Pointing dataset excerpts
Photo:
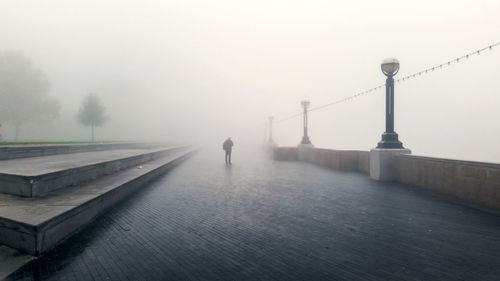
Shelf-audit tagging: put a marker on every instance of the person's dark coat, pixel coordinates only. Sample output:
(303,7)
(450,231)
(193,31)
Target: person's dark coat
(228,145)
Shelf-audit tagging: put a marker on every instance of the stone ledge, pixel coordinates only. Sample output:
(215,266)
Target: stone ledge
(35,226)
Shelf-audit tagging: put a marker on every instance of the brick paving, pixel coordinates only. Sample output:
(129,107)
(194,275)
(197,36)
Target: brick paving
(265,220)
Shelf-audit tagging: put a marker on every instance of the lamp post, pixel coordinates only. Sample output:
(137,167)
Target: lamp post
(305,139)
(390,67)
(271,141)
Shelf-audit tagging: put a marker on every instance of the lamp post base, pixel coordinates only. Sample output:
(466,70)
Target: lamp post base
(390,140)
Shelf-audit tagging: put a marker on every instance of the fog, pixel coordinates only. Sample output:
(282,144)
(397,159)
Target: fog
(200,71)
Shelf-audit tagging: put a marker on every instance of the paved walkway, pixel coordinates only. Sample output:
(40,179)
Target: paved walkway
(265,220)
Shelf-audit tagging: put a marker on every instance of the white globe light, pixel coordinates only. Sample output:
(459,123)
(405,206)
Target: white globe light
(390,66)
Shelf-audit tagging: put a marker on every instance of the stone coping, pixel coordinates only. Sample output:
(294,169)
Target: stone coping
(37,225)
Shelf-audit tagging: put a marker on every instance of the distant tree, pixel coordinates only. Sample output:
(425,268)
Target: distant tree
(24,92)
(91,113)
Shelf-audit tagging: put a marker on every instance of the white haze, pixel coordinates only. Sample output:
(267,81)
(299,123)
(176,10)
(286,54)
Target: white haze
(200,71)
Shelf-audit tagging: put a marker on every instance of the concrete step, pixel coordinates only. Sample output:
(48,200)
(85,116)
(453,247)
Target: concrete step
(36,225)
(11,260)
(37,176)
(37,150)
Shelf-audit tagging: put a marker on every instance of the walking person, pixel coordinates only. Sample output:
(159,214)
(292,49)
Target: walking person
(228,146)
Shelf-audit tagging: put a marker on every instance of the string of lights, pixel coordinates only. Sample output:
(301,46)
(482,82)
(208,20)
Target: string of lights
(404,78)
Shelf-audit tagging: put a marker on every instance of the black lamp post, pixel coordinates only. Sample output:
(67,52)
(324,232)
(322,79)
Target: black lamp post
(271,141)
(305,139)
(390,67)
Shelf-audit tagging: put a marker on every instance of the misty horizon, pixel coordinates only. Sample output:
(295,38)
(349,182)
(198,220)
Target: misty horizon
(198,72)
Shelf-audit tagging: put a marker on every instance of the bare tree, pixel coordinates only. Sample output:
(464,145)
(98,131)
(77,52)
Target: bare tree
(24,92)
(91,113)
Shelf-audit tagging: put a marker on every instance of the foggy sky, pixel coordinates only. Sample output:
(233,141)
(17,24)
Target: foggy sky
(200,71)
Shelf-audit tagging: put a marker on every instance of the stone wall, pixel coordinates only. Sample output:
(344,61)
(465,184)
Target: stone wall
(474,182)
(344,160)
(285,153)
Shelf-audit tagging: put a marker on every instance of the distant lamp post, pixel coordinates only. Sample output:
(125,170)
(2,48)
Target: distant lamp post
(390,67)
(305,139)
(271,141)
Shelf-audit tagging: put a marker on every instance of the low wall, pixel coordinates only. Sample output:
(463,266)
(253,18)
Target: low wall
(474,182)
(285,153)
(344,160)
(23,151)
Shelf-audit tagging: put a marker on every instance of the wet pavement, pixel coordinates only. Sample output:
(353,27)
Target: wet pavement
(264,220)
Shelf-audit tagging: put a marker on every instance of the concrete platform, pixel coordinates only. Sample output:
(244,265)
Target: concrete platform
(37,176)
(37,150)
(11,260)
(37,225)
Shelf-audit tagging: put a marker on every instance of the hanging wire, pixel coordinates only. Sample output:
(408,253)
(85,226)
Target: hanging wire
(404,78)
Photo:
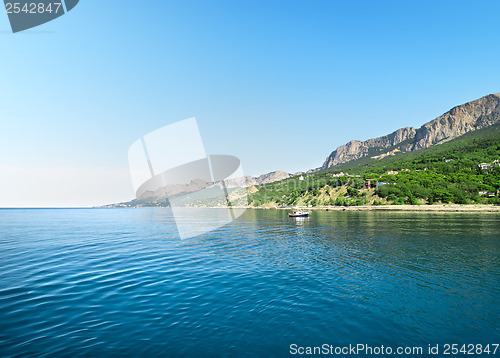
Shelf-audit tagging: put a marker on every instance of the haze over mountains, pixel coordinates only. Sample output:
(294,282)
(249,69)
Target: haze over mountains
(461,119)
(467,117)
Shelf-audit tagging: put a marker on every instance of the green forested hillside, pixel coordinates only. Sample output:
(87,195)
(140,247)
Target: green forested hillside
(445,173)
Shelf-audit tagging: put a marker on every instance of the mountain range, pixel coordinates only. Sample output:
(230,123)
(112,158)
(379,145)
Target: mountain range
(461,119)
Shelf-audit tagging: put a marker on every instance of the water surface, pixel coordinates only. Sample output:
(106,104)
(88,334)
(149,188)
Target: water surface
(119,282)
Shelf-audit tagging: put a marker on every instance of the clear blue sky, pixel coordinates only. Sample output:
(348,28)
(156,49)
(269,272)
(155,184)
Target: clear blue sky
(263,79)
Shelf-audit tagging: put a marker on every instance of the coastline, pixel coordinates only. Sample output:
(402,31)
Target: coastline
(419,208)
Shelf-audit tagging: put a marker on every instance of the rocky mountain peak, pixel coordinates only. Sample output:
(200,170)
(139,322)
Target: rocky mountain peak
(461,119)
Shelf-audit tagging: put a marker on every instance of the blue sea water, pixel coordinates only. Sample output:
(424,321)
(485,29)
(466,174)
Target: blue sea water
(119,282)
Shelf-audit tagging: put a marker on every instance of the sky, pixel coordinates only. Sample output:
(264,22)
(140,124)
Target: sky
(278,84)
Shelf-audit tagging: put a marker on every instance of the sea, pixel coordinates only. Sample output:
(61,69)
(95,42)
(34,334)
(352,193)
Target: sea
(121,283)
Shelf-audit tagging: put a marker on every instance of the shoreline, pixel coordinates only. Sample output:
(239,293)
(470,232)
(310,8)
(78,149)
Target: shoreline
(419,208)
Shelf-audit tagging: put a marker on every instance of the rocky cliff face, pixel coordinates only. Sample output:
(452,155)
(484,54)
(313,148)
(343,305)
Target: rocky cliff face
(459,120)
(356,149)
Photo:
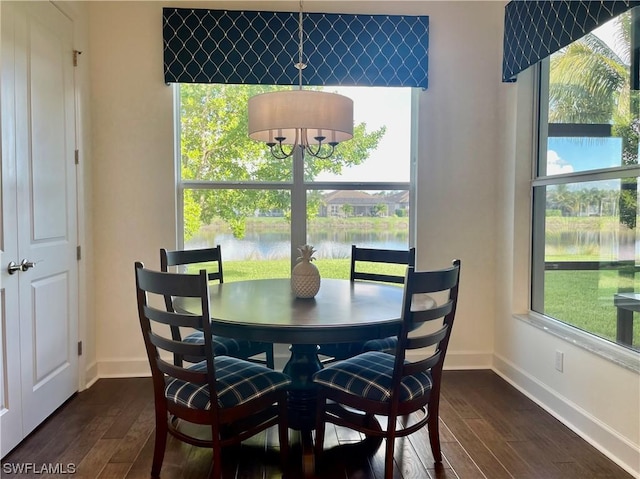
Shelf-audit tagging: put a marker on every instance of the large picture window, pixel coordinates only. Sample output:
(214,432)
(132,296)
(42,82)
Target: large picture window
(232,192)
(586,246)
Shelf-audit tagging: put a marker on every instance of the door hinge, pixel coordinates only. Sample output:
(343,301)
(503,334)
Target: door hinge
(75,57)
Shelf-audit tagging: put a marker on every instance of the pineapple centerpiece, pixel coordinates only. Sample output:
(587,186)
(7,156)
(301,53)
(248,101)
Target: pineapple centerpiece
(305,277)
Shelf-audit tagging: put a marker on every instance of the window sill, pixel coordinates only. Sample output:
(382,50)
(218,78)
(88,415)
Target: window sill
(624,357)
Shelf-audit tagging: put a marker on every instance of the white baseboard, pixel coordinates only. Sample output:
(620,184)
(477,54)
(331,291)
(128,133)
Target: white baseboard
(616,447)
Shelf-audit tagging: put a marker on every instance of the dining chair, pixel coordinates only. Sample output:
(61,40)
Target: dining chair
(403,386)
(227,398)
(362,260)
(211,258)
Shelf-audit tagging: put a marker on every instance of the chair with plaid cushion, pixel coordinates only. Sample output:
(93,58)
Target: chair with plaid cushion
(404,385)
(361,258)
(211,258)
(227,398)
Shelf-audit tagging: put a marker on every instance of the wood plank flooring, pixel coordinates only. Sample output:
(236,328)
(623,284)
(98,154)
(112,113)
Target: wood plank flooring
(488,430)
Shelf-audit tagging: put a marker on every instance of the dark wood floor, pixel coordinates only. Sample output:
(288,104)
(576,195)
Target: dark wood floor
(489,430)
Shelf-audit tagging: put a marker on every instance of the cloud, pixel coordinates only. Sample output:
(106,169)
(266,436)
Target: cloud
(556,165)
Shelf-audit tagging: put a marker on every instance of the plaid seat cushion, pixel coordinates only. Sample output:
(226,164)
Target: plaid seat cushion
(385,344)
(237,381)
(369,375)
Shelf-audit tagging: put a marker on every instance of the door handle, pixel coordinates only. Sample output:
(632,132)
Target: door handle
(25,264)
(12,267)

# [Directions for this task]
Extract and reproduce, unchanged, the lines from the one holding "Shelf-audit tagging: put a marker on every instance of the plaid" through the end of the items above, both ends included.

# [Task result]
Shelf-audit tagging: put a marker on every instance of the plaid seat cushion, pixel coordinates only. Sample output:
(226,164)
Target: plaid seat cushion
(385,344)
(237,381)
(369,375)
Shelf-audit tagging: put a marker on every instance of the door handle, pixel coordinates only. Sample output:
(632,132)
Target: door handle
(25,264)
(12,267)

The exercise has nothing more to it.